**SUPPLIED ENTRIES:**
--------------------------------
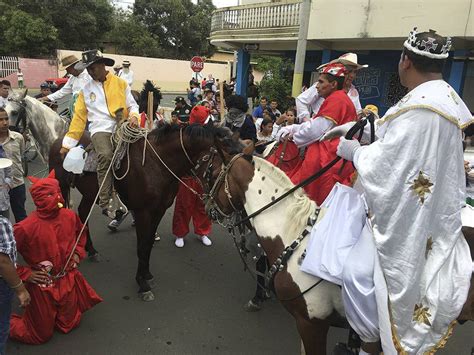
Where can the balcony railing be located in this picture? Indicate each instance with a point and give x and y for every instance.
(258, 16)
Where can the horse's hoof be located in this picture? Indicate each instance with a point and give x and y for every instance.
(251, 306)
(95, 258)
(151, 283)
(147, 296)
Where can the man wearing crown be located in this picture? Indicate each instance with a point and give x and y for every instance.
(337, 109)
(50, 242)
(406, 279)
(96, 105)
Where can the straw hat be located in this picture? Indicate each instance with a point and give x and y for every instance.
(68, 61)
(348, 60)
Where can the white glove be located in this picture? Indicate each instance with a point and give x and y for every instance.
(347, 148)
(284, 132)
(337, 131)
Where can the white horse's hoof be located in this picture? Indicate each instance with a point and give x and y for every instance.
(147, 296)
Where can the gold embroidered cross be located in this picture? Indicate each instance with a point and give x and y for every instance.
(421, 186)
(429, 246)
(421, 314)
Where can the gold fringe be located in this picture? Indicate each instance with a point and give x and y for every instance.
(403, 110)
(441, 344)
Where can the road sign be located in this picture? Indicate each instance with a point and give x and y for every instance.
(197, 64)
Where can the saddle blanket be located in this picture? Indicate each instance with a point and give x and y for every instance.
(334, 235)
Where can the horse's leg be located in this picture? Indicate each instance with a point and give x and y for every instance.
(255, 304)
(313, 334)
(146, 226)
(83, 210)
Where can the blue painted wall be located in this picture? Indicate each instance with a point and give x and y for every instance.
(379, 83)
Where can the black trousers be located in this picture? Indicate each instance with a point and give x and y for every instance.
(17, 202)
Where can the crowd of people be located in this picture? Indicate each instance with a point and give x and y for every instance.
(415, 209)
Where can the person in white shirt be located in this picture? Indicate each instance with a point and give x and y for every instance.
(5, 87)
(125, 73)
(78, 78)
(309, 102)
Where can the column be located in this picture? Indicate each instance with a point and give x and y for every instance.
(305, 9)
(243, 62)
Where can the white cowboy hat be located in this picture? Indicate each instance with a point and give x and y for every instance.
(5, 163)
(348, 60)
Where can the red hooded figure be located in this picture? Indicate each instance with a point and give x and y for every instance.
(187, 204)
(46, 239)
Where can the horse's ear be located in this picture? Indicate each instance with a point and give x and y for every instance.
(249, 148)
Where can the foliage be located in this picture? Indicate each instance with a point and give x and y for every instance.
(181, 27)
(276, 81)
(37, 28)
(24, 35)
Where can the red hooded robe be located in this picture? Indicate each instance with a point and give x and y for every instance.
(45, 239)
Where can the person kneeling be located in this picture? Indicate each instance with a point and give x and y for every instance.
(59, 292)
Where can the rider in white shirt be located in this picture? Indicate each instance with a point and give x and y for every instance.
(125, 73)
(309, 102)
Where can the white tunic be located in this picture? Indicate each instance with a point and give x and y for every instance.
(309, 102)
(413, 181)
(73, 86)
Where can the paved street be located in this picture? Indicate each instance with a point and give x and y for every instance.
(198, 308)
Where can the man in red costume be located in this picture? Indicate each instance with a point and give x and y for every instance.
(187, 204)
(46, 239)
(336, 110)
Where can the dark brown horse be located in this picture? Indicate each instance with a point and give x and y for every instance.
(149, 189)
(316, 304)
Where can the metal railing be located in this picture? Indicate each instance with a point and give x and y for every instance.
(8, 65)
(270, 15)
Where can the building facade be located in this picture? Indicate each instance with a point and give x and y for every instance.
(374, 29)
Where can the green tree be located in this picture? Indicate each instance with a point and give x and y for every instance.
(78, 24)
(276, 81)
(24, 35)
(181, 27)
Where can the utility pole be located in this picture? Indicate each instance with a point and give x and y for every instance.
(305, 9)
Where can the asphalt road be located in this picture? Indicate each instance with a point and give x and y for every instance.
(198, 308)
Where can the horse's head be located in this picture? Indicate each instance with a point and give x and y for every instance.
(225, 174)
(16, 109)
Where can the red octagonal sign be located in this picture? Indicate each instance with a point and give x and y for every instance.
(197, 64)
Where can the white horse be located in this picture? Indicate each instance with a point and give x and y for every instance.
(45, 125)
(251, 187)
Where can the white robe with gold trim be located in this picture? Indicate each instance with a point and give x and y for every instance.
(413, 180)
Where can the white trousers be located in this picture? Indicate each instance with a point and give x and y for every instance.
(358, 289)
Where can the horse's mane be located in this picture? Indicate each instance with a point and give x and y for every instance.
(301, 207)
(198, 133)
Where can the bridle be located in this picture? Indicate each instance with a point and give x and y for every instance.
(21, 120)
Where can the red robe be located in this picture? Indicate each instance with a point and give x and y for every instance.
(61, 304)
(187, 206)
(338, 108)
(291, 161)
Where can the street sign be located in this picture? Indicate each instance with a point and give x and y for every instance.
(197, 64)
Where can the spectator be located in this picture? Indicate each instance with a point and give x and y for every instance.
(14, 145)
(182, 109)
(237, 118)
(9, 281)
(78, 78)
(5, 88)
(274, 112)
(258, 111)
(19, 75)
(125, 73)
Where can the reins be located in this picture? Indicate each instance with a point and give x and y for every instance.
(358, 127)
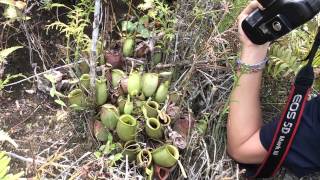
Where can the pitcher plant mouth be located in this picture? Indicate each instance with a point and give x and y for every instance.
(144, 158)
(153, 104)
(128, 120)
(150, 109)
(153, 123)
(75, 93)
(85, 77)
(131, 145)
(164, 119)
(173, 151)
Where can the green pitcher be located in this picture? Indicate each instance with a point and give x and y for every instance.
(101, 91)
(149, 83)
(134, 83)
(153, 128)
(127, 127)
(77, 97)
(85, 81)
(162, 92)
(166, 155)
(117, 75)
(109, 115)
(131, 149)
(144, 158)
(150, 109)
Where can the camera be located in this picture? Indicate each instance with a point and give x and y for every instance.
(278, 18)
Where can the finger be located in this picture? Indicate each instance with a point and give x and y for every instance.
(251, 7)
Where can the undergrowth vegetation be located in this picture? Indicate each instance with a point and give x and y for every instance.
(139, 81)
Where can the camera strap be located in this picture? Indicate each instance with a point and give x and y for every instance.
(290, 119)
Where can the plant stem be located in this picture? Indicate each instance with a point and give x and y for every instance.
(93, 57)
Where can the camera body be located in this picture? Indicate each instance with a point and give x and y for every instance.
(279, 18)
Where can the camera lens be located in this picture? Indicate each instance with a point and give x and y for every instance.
(266, 3)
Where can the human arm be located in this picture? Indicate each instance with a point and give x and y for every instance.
(245, 120)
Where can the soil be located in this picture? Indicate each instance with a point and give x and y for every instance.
(39, 126)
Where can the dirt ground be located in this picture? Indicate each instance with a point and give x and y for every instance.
(40, 128)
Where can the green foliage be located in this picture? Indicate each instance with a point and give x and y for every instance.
(74, 30)
(287, 54)
(5, 160)
(230, 17)
(160, 12)
(5, 167)
(13, 10)
(130, 28)
(54, 92)
(109, 150)
(6, 52)
(283, 62)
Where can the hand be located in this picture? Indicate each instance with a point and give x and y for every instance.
(251, 53)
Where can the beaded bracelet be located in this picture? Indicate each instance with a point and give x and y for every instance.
(249, 68)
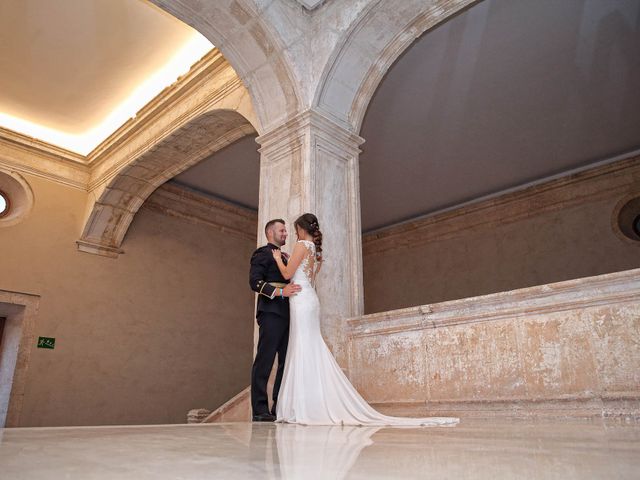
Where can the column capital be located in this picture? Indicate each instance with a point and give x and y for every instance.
(314, 123)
--------------------------------
**EXERCISE DETAILS:** Print the line containing "Where can the column capital", then every line after it through the last line of the records, each exactly as written; nothing else belongs in the answer.

**REPLY TO THE TASK:**
Where can the column capital be located in this picture? Indicate each instance with a point and give x and y for every instance.
(314, 123)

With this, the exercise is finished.